[DATA EXCERPTS]:
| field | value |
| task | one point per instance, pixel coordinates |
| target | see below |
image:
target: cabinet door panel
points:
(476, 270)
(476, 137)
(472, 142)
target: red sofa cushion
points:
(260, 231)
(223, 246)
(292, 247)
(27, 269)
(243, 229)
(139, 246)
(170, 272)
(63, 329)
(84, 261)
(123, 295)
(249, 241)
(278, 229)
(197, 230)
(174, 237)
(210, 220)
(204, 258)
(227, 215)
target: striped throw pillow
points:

[GOAL]: Reproduce the items above word for word, keeping every line as it appears.

[EXERCISE RESPONSE]:
| field | value |
| task | one point per instance, pixel coordinates |
| target | see below |
image:
target: cabinet door panel
points:
(476, 270)
(476, 137)
(472, 142)
target: red sofa cushion
points:
(260, 231)
(223, 246)
(292, 247)
(27, 269)
(243, 229)
(139, 246)
(170, 272)
(63, 329)
(84, 261)
(123, 295)
(249, 241)
(278, 229)
(197, 230)
(174, 237)
(210, 220)
(204, 258)
(227, 215)
target: striped throw pillow
points:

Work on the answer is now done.